### [COSA FARAI]
[A] Secondo il brano sul Premio Strega, quale scrittore ricevette per primo il premio?
[B] Riprendi il brano sul Premio Strega dopo la sua ultima frase.

SPETTACOLI

La notte dello Strega

Istituito nella Capitale nel lontano 1947, su iniziativa di Guido Alberti e Maria Bellonci, e divenuto il più prestigioso premio letterario italiano, è stato poi intitolato alla casa produttrice del Liquore Strega, di proprietà di Alberti. Uno ‘sciroppo’ alcolico’ lo Strega, che a sua volta omaggiava le antiche storie beneventane dedicate alle streghe, un tempo individuate come originarie del comune partenopeo.
Negli anni a seguire poi il premio ha assunto un valore importantissimo, catalizzando l’attenzione e la partecipazione dei maggiori esponenti della cultura e della letteratura italiana. Come ricordò poi la Bellonci, “Cominciarono, nell’inverno e nella primavera 1944, a radunarsi amici, giornalisti, scrittori, artisti, letterati, gente di ogni partito unita nella partecipazione di un tema doloroso nel presente e incerto nel futuro. Poi, dopo il 4 giugno, finito l’incubo, gli amici continuarono a venire: è proprio un tentativo di ritrovarsi uniti per far fronte alla disperazione e alla dispersione”.
La storia ci ricorda che fu Ennio Flaiano – proprio nel 1947 – il primo scrittore a ricevere l’ambito Premio, grazie al suo ‘Tempo di uccidere’.

### [DATI FORNITI]
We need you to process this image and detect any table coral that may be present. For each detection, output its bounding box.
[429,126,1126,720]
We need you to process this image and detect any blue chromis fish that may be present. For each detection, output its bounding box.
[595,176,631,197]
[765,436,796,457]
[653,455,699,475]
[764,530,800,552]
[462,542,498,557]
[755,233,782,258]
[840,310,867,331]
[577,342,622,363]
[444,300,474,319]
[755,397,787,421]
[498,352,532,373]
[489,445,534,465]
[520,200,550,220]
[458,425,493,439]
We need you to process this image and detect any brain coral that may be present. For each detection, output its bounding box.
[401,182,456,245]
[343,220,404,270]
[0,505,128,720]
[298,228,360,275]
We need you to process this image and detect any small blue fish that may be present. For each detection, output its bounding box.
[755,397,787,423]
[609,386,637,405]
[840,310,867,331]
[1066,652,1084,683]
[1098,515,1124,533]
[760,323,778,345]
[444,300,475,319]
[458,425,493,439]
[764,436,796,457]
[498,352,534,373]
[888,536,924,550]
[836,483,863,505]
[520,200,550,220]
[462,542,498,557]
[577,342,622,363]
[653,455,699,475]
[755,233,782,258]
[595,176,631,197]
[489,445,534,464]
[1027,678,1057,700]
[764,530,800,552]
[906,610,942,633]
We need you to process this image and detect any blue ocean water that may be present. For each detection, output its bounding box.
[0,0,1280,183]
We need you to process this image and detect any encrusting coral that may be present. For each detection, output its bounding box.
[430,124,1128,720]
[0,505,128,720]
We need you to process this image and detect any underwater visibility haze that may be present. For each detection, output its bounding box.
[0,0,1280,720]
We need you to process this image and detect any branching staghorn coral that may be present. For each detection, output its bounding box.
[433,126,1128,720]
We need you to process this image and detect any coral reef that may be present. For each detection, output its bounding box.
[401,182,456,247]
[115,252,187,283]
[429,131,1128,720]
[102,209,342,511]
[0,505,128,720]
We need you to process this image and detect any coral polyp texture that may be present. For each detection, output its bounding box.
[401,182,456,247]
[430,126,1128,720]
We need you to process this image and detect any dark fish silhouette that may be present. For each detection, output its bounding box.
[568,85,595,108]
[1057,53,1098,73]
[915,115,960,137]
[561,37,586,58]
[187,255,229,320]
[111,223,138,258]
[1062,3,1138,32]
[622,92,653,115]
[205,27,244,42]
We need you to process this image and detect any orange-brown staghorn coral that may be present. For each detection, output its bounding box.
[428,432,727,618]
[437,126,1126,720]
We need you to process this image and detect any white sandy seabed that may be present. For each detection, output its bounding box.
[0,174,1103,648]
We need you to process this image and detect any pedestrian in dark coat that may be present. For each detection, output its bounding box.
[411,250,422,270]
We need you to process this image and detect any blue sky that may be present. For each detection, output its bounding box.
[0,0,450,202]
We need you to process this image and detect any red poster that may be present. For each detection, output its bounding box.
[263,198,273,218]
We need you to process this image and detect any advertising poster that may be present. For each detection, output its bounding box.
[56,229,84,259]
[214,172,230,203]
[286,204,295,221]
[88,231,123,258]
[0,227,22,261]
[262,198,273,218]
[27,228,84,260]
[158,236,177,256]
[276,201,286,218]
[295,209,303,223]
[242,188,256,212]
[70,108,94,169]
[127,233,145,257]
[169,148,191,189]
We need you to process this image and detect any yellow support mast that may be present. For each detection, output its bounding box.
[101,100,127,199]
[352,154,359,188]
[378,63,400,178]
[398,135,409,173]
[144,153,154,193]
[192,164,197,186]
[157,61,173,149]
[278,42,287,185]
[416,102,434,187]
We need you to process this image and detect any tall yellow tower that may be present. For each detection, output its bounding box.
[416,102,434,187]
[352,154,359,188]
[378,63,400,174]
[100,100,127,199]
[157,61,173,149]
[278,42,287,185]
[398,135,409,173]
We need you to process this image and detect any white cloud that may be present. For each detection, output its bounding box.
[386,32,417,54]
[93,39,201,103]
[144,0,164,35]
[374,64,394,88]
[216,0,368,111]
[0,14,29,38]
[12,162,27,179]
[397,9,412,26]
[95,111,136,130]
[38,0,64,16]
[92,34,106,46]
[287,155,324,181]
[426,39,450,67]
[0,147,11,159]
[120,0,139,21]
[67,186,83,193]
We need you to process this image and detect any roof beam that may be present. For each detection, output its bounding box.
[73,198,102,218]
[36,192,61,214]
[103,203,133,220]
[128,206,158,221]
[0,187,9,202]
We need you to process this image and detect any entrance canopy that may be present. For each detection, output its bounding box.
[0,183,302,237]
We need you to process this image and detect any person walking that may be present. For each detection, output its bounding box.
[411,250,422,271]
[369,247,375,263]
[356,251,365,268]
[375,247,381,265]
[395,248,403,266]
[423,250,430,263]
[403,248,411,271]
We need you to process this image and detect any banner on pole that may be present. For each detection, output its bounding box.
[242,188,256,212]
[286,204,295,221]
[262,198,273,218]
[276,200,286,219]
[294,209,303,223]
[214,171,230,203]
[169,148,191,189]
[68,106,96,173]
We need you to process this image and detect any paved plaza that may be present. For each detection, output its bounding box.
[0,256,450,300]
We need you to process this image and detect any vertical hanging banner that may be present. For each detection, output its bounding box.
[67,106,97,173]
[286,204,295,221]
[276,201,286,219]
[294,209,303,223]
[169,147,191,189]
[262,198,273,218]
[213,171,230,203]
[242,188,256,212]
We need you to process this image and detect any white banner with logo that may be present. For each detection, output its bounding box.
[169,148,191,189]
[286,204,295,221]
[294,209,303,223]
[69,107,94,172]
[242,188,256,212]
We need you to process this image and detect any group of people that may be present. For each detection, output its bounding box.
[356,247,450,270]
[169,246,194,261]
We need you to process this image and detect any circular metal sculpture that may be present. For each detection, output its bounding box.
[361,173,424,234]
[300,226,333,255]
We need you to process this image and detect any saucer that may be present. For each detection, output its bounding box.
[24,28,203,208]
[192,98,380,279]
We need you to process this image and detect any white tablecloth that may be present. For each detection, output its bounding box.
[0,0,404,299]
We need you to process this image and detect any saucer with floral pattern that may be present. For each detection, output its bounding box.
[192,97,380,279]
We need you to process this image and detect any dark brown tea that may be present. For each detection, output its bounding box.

### [RISPOSTE]
[A] Ennio Flaiano

[B]
Scorrendo ‘l’album’ cronologico, salta agli occhi ad esempio che in 70 anni alle donne sono spettate soltanto 11 edizioni, con Elsa Morante (1957) ad aprire la ‘lista rosa’, seguita poi da Natalia Ginzburg, Anna Maria Ortese, Lalla Romano, Fausta Cialente, Maria Bellonci, Mariateresa Di Lascia, Dacia Maraini, Margaret Mazzantini, Melania Gaia Mazzucco e Helena Janeczek.

Ed ancora, tra le curiosità, il personale ‘bis’ di Paolo Volponi, Premio Strega nel 1965 (‘La macchina mondiale’), e nel 1991 (‘La strada per Roma’). A riprova poi dell’infallibilità dei giurati, la controprova rappresentata dalle vendite dei libri premiati. Basti pensare ad un classico come ‘Il Gattopardo‘, di Giuseppe Tomasi di Lampedusa, o all’incredibile ‘Il nome della rosa‘, di Umberto Eco, capace di essere tradotto in tutto il mondo per circa 50 milioni di copie vendute.
Almeno fino al 2014, anno ‘dell’eccezione’, lo Strega ha sempre visto trionfare un unico scrittore, anche se nel 2006 per la ‘Costituzione della Repubblica Italiana’ fu appositamente istituito uno Strega ‘Onorario’ per non insidiare il meritato primo posto del ‘Caos calmo’ di Sandro Veronesi.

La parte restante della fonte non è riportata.